TASKS TO CARRY OUT:
a: Translate this sentence from the Xilinx devicetrees thread into Spanish: "MicroBlaze is a highly configurable CPU in terms of its instruction set, features and so on."
b: Write the next part of the Xilinx devicetrees thread, picking up after its final quoted line.

QUOTED PASSAGE:
|---|

Xilinx devicetrees

Wed Nov 28 11:28:33 EST 2007

> -----Original Message-----
> From: John Williams [mailto:jwilliams at itee.uq.edu.au] 
> Sent: Tuesday, November 27, 2007 3:55 PM
> To: Stephen Neuendorffer
> Cc: David H. Lynch Jr.; linuxppc-embedded; Michal Simek
> Subject: Re: Xilinx devicetrees
> 
> 
> MicroBlaze is a highly configurable CPU in terms of its 
> instruction set, 
> features and so on.  To make use of this, it is essential that each 
> kernel image be compiled to match the CPU configuration.  While a 
> generic kernel, making use of no features (MUL, DIV, Shift, 
> MSR ops etc) 
> would run on any CPU, performance would be abysmal.

I think the userspace is actually much more critical than the kernel for
most of these things (with the exception of msrset/msrclr, and the
barrel shifter perhaps).  Unfortunately, even if you implement an
alternatives-style mechanism for the kernel, you're still hosed for
userspace.  Once I a big enough system, it's just unfeasible to
recompile everything anyway.  I think this is where autoconfig starts to
break down.

> In my view it's not acceptable to present these as options 
> for the user 
> to select at kernel config time. With N yes/no parameters, there is 1 
> correct configuration, and 2^N-1 incorrect ones.  The odds of 
> the user 
> falling upon a configuration that at worst fails to boot, or 
> at best is 
> not optimally matched to the hardware, are high.

Yes.  Autoconfig does handle this in a fairly nice way.

> This same issue also applies to C libraries and apps - they must be 
> compiled with prior knowledge of the CPU.  This is why our 
> microblaze-uclinux-gcc toolchain, with multilib'd uClibc, is 
> almost 400meg!
> 
> Wrapping every mul, div, shift etc in a function call is clearly not 
> feasible.  Things like the msrset/msrclr ops have a modest but 
> measurable impact on kernel code size and performance - it's just not 
> reasonable to add any level of indirection in there.

|---|

STORED RECORDS:
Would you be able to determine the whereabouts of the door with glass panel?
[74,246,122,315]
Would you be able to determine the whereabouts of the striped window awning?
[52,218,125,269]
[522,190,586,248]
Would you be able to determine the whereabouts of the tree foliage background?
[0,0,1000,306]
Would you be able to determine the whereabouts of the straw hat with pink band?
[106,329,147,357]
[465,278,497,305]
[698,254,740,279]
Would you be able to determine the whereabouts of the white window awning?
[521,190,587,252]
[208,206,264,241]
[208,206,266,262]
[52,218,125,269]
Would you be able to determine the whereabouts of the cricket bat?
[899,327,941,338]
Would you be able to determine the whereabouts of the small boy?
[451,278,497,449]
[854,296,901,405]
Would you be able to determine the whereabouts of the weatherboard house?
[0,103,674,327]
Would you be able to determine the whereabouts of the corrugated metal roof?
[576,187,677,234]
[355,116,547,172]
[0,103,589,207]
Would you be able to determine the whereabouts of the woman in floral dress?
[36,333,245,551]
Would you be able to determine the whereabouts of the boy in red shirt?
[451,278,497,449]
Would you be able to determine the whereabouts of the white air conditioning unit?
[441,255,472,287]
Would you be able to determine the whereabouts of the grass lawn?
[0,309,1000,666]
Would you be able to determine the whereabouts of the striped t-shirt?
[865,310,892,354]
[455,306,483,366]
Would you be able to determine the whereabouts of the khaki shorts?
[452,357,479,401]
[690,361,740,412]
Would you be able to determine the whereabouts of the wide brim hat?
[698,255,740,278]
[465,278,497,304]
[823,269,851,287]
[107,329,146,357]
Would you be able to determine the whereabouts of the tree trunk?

|---|

ANSWERS PROVIDED:
a: MicroBlaze es una CPU altamente configurable en cuanto a su conjunto de instrucciones, sus características, etc.

b:
> 
> I have thought about dynamic (boot-time) code re-writing as one 
> possibility here, but it very quickly gets nasty.  All of the 
> "optimised" opcodes (MUL/DIV/Shift etc) are smaller than 
> their emulated 
> counterparts, so in principle we could re-write the text segment with 
> the optimised opcode, then NOP pad, but that's still inefficient.  As 
> soon as we start talking about dynamic code relocation, re-writing 
> relative offsets in loops, ... yuck..  We'd be putting half of mb-ld 
> into the arch early boot code (or bootloader...)
> 
> The opposite approach, to build with all instructions enabled and 
> install exception handlers to deal with the fixups, is also 
> pretty awful.

It's not nice, I agree.  I think the key principle should be that I
should be able to get a system working as quickly as possible, and I
might optimize things later.  One thing that device trees will allow is
for *all* the drivers to get compiled in to the kernel, and only as a
late stage operation does a designer need to start throwing things away.
Using traps I can easily start with a 'kitchen sink' design, and start
discarding processor features, relying on the traps.  When I get low
enough down on the performance curve, I can uas an autoconfig-type
mechanism to regain a little of what I lost by optimizing away the trap
overhead. 

Personally, I think the easiest way out of all this is to just have less
configurability.  For microblaze in general, this is too much of a
restriction, but microblaze used as a control processor running linux,
there are probably just a few design points that really make sense
(probably size optimized: no options except maybe msrset/msrclr, and the
kitchen sink).  If we go that far, we don't really need people to ever
run autoconfig, or kernels, or anything.  Especially considering there
is no easy way of selecting which of the 2^N design points I want
*anyway*. :)

> I find myself asking the question - for what use cases does 
> the current 
> static approach used in MicroBlaze (with the PetaLinux BSP / 
> Kconfig.auto) *not* work?
> 
> One compromise approach might be to have a script in 
> arch/microblaze/scripts, called by the arch Makefile, that 
> cracks open 
> the DT at build time and extracts appropriate cpu flags.

Hmm... interesting idea, although parsing the source is likely
difficult...  It's probably not worth it to go this far, I think.   As
you say, why doesn't autoconfig of today work fine for this.

> Finally, what is the LKML position on DT files going into the kernel 
> source tree?

Source .dts go in and get compiled to binary blobs at compile time.  The
'big' recent controversy is whether the source->binary compiler dtc
should be mirrored in the Linux tree or not.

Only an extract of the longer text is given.